═══ RECORDS SUPPLIED
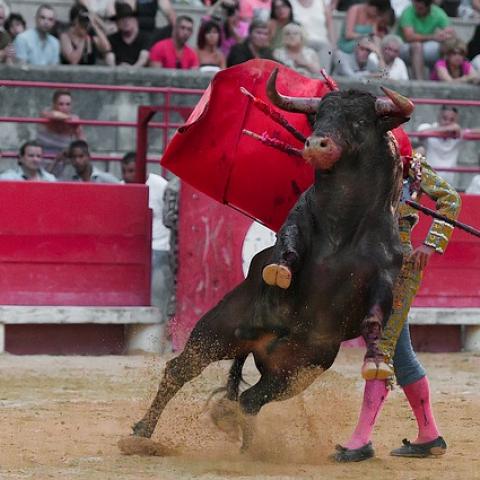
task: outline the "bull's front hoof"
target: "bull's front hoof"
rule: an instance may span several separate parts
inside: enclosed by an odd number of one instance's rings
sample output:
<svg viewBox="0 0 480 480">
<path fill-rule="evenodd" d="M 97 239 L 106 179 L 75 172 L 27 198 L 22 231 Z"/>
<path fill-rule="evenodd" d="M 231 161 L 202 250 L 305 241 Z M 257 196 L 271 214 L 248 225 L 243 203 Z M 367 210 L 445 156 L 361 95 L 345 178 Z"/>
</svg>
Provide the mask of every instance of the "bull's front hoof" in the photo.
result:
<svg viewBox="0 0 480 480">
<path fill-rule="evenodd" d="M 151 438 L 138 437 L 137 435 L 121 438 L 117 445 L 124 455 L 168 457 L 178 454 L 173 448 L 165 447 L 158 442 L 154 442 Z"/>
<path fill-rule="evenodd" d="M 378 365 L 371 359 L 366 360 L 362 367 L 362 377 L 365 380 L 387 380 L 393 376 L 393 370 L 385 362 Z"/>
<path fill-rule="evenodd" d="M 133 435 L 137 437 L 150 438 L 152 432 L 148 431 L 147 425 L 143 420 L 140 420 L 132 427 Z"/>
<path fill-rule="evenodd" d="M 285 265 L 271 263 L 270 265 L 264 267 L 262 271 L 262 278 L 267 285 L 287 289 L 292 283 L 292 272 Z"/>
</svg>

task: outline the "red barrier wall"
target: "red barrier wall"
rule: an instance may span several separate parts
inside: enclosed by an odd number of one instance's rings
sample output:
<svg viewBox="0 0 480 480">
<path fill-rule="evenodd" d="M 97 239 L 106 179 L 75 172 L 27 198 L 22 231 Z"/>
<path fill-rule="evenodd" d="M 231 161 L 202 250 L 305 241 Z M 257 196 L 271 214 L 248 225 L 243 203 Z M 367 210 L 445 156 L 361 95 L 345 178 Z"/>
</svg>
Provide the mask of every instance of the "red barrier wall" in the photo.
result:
══════
═══ RECORDS SUPPLIED
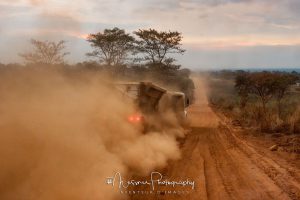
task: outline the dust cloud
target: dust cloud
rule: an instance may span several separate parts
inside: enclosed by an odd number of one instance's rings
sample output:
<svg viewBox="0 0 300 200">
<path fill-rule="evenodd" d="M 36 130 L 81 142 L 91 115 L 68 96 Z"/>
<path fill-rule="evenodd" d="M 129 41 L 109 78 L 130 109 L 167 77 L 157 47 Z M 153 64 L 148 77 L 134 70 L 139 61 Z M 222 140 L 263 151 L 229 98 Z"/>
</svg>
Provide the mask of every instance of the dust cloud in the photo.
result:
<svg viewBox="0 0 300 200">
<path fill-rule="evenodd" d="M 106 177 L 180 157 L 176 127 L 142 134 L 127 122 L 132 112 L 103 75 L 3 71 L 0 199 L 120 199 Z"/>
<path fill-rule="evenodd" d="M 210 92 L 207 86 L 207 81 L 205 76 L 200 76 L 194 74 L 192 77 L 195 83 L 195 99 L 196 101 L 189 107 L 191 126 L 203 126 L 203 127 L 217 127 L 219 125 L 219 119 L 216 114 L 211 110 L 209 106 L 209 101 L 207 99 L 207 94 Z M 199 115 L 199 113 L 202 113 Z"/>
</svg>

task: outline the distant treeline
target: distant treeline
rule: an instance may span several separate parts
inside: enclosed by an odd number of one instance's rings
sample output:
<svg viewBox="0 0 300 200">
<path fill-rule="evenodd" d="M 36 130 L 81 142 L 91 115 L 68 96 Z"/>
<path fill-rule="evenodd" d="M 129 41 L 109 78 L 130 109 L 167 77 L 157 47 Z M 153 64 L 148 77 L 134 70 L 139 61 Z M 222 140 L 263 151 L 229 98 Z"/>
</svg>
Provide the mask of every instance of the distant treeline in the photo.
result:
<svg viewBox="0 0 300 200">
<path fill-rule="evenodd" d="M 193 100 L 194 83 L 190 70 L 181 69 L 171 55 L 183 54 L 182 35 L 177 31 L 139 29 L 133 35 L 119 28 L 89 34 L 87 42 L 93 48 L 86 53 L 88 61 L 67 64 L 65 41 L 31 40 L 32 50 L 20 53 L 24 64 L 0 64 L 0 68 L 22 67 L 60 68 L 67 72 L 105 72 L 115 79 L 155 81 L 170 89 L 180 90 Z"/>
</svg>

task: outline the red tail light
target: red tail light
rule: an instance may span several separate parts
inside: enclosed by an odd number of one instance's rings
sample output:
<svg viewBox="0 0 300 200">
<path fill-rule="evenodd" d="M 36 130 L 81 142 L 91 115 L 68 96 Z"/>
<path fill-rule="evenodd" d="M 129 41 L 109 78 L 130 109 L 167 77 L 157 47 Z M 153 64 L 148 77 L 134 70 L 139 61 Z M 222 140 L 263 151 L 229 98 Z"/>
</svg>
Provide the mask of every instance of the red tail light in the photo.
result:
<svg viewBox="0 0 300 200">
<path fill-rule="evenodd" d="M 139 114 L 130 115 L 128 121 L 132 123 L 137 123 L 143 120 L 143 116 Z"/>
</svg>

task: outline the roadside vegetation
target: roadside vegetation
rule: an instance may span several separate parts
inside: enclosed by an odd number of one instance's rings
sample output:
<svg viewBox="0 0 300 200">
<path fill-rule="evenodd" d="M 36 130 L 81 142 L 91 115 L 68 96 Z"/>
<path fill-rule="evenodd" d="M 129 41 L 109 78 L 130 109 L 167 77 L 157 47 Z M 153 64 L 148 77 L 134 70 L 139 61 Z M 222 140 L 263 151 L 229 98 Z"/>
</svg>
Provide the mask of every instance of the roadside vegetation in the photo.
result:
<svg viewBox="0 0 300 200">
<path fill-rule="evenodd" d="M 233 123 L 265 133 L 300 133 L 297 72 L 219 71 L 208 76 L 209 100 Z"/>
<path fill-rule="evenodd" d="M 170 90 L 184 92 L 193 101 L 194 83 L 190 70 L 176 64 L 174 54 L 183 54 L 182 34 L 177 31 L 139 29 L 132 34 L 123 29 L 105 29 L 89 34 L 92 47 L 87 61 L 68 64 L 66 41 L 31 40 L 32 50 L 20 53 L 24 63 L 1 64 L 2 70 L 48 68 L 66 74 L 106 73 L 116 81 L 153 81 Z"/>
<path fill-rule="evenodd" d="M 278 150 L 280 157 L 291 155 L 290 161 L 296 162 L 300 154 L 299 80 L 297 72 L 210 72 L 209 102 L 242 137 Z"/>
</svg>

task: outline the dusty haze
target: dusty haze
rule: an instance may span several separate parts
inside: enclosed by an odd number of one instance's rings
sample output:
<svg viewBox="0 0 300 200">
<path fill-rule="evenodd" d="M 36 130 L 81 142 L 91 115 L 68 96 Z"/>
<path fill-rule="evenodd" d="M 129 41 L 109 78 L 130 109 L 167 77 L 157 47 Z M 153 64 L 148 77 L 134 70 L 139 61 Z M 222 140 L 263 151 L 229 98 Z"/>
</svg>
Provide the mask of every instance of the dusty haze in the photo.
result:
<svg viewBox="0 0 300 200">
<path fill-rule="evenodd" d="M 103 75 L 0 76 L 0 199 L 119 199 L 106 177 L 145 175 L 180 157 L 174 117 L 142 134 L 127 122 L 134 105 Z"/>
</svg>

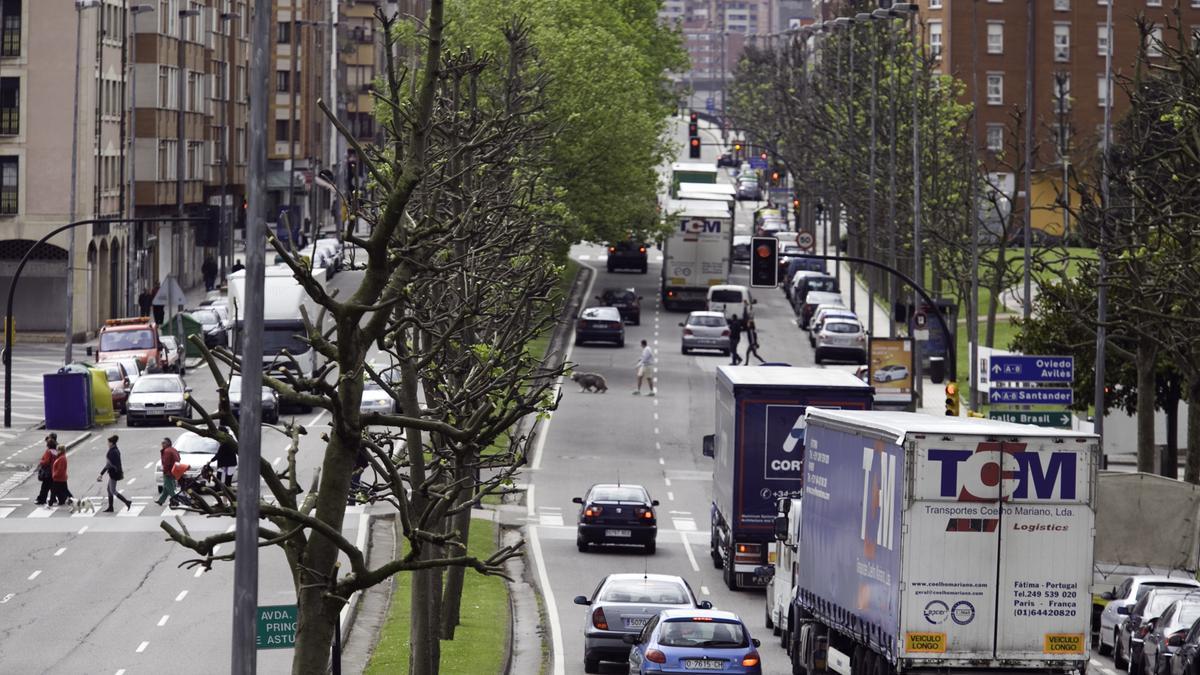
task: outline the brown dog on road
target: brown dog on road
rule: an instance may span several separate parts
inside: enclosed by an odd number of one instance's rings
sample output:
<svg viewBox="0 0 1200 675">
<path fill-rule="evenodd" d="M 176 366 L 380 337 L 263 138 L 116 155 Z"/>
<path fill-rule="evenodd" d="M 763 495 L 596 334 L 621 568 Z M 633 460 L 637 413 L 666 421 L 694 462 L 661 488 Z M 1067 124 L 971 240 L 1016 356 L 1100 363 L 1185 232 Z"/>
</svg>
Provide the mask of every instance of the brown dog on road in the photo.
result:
══════
### THE PROBLEM
Where a line in the entries holds the word "vegetation", copy that line.

### RESPONSE BOX
task: outline the roadside vegetation
target: roadside vegetation
Provide the mask of every instance of the roadside vegetation in the photo.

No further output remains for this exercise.